- Ihre Aufgaben
• A. Ersetzen Sie im Studientext „Dacia“ durch „Neuwagen“, und geben Sie den Abschnitt von „Wie sein neuer“ bis einschließlich „Dacia zu verkaufen.“ mit dieser Änderung wieder.
• B. Beantworten Sie anhand des Studientexts die folgenden Fragen:
(i) Auf welchem Platz spielt Judes Debütfilm?
(ii) Was hat Delia gewonnen?
(iii) Was haben Delias Eltern beschlossen?
• C. Erklären Sie anhand des Studientexts, weshalb Delia in dem Werbespot mitspielen muss.

Wie sein neuer Film hat auch Judes Debüt »The Happiest Girl in the World« eine mitunter fast grausame Komik. Der Film spielt an einem Tag im rumänischen Hochsommer, auf dem Universitätsplatz, einer der Schauplätze der rumänischen Revolution im Dezember 1989. Viel scheint von dieser Revolution nicht geblieben, ein hemmungsloser Kapitalismus hat das Ceausescu-Regime ersetzt. Die junge Delia vom Land hat einen Dacia gewonnen, muss aber dafür in einem Werbespot des Sponsors mitspielen, andauernd aufsagen, dass sie das glücklichste Mädchen der Welt ist und im Verlauf der unzähligen Proben literweise den Fruchtsaft des Veranstalters vor der Kamera in sich hinein stürzen. Und parallel dazu muss sich Delia noch mit ihren Eltern herumstreiten, die beschlossen haben, den Dacia zu verkaufen.

- Erfasste Daten
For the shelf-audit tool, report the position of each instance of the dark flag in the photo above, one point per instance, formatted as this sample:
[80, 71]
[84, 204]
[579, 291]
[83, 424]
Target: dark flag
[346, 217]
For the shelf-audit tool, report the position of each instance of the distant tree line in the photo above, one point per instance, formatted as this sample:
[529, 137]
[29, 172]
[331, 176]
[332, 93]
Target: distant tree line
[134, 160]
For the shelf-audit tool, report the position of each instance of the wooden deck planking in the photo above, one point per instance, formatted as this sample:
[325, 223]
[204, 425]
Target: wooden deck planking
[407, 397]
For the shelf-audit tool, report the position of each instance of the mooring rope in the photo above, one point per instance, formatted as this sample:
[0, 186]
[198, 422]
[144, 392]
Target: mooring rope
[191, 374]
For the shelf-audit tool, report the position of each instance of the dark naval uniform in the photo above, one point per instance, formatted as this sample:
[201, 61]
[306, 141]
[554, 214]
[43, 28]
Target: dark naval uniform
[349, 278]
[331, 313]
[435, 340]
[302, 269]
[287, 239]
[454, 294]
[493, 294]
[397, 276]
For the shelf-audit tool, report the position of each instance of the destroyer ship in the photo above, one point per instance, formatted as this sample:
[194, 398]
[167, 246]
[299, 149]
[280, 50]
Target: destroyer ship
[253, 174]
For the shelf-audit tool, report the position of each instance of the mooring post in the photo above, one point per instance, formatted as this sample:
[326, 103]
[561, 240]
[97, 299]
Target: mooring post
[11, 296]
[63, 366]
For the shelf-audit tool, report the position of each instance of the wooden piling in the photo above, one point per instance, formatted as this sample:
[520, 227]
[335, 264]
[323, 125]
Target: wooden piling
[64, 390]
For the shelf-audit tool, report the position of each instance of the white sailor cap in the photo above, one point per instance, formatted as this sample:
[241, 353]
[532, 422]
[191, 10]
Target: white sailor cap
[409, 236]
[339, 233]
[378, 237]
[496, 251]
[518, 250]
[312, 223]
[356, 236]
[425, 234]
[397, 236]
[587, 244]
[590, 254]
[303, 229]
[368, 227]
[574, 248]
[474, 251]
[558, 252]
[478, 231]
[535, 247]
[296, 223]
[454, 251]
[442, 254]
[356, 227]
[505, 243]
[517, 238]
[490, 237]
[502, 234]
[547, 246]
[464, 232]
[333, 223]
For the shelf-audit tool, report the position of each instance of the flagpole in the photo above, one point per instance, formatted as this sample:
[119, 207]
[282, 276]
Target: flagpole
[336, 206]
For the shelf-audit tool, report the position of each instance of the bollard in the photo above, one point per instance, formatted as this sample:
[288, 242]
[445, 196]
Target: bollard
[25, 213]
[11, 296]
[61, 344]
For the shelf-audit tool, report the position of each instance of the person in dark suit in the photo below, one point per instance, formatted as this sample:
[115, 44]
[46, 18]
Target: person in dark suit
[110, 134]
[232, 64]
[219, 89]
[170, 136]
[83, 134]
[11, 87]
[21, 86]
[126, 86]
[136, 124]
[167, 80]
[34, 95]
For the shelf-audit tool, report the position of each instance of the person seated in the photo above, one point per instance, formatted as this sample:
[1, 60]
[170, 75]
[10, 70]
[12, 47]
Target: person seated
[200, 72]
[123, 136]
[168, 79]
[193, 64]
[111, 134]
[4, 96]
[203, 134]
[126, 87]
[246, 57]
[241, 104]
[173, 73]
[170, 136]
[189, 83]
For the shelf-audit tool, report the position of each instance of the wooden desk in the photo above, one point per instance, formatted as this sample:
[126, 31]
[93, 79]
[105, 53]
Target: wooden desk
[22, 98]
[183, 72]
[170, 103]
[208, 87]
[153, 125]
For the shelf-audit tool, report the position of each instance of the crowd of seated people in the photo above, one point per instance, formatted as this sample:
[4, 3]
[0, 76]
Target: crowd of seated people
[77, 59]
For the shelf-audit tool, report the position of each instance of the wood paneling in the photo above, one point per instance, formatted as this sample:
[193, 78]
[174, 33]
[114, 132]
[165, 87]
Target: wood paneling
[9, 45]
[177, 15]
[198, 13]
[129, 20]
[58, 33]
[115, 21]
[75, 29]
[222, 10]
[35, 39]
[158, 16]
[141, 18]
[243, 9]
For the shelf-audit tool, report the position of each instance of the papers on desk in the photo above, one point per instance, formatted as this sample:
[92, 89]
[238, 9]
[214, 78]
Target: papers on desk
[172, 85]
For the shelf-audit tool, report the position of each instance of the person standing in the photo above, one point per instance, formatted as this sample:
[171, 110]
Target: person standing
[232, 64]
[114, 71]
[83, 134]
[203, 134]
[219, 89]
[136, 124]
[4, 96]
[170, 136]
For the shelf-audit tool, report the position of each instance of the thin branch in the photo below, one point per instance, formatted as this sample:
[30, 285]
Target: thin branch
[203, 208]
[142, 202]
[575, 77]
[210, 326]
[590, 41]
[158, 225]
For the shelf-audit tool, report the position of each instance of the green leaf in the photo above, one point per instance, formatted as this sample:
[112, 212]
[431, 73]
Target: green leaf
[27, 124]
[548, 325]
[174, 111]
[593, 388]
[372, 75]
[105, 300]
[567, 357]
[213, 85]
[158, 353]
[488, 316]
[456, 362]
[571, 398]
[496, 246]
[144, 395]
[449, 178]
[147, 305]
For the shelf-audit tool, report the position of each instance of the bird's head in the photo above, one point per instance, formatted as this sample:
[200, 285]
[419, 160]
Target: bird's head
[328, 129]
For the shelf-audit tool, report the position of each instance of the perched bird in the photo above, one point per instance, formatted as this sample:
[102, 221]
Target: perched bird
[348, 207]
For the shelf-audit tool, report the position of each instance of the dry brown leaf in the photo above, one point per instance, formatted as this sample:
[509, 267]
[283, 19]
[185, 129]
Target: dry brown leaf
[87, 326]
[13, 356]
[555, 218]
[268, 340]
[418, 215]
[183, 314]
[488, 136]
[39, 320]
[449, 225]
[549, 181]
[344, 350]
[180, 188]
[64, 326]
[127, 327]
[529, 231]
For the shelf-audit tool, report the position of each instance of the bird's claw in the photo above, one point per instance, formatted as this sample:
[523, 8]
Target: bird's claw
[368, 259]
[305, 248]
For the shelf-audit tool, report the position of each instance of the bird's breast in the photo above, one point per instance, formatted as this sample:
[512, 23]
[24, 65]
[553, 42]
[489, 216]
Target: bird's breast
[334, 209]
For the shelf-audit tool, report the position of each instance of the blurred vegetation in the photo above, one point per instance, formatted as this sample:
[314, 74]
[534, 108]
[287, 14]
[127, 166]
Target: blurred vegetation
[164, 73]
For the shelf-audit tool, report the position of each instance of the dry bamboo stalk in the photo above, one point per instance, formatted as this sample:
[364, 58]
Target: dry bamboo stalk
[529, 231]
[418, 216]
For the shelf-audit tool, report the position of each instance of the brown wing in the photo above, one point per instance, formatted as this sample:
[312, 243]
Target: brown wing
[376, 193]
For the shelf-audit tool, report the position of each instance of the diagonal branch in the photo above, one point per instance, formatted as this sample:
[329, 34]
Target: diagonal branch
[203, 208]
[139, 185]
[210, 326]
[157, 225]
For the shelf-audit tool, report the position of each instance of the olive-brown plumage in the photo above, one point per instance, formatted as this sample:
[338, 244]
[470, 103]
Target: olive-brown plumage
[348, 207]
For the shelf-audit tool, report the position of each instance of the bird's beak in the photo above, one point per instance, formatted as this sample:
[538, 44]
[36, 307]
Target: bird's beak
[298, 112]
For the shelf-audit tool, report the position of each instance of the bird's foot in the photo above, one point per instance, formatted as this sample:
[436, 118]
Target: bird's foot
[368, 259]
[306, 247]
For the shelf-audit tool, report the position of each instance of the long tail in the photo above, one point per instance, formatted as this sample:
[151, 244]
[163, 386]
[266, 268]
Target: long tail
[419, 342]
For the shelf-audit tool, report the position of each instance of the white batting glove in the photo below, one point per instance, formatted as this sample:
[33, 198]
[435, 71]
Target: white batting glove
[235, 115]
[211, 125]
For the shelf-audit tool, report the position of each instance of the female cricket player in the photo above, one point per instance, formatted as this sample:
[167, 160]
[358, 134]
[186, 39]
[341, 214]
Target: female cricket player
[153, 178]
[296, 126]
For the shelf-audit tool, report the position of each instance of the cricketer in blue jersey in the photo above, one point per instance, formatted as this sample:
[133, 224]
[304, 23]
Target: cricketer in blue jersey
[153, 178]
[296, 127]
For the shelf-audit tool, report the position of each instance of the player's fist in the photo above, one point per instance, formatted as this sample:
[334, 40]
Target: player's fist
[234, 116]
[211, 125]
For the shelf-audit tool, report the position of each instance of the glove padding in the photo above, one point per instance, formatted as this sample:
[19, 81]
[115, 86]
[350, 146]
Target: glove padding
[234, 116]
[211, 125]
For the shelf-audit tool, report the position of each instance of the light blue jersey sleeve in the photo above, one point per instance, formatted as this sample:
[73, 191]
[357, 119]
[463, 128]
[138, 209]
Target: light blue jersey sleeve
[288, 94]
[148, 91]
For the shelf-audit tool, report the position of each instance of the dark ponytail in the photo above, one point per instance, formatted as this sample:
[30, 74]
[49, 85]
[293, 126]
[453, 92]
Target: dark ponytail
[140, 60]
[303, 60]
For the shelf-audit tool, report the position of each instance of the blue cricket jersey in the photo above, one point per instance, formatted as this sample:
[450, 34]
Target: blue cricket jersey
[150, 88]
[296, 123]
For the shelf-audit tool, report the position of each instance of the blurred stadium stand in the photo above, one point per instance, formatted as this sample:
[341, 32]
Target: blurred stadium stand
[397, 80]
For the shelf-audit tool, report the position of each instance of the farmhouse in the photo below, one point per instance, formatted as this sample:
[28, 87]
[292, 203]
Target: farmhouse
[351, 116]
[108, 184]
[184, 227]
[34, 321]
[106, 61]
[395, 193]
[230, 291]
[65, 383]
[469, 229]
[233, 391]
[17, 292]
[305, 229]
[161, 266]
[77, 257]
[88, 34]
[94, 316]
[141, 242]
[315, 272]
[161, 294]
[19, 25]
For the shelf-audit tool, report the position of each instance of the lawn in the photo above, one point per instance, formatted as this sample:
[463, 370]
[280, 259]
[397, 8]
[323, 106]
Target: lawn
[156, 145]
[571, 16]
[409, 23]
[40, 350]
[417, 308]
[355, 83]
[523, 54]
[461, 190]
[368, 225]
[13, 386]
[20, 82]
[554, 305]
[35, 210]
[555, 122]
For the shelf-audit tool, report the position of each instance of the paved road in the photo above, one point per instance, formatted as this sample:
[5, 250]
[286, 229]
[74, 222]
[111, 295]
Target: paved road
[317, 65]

- Ihre Antworten
• A.
Wie sein neuer Film hat auch Judes Debüt »The Happiest Girl in the World« eine mitunter fast grausame Komik. Der Film spielt an einem Tag im rumänischen Hochsommer, auf dem Universitätsplatz, einer der Schauplätze der rumänischen Revolution im Dezember 1989. Viel scheint von dieser Revolution nicht geblieben, ein hemmungsloser Kapitalismus hat das Ceausescu-Regime ersetzt. Die junge Delia vom Land hat einen Neuwagen gewonnen, muss aber dafür in einem Werbespot des Sponsors mitspielen, andauernd aufsagen, dass sie das glücklichste Mädchen der Welt ist und im Verlauf der unzähligen Proben literweise den Fruchtsaft des Veranstalters vor der Kamera in sich hinein stürzen. Und parallel dazu muss sich Delia noch mit ihren Eltern herumstreiten, die beschlossen haben, den Neuwagen zu verkaufen.

• B.
(i) Auf dem Universitätsplatz.
(ii) Einen Dacia.
(iii) Den Dacia zu verkaufen.

• C. Delia hat einen Dacia gewonnen. Dafür muss sie im Werbespot des Sponsors mitspielen.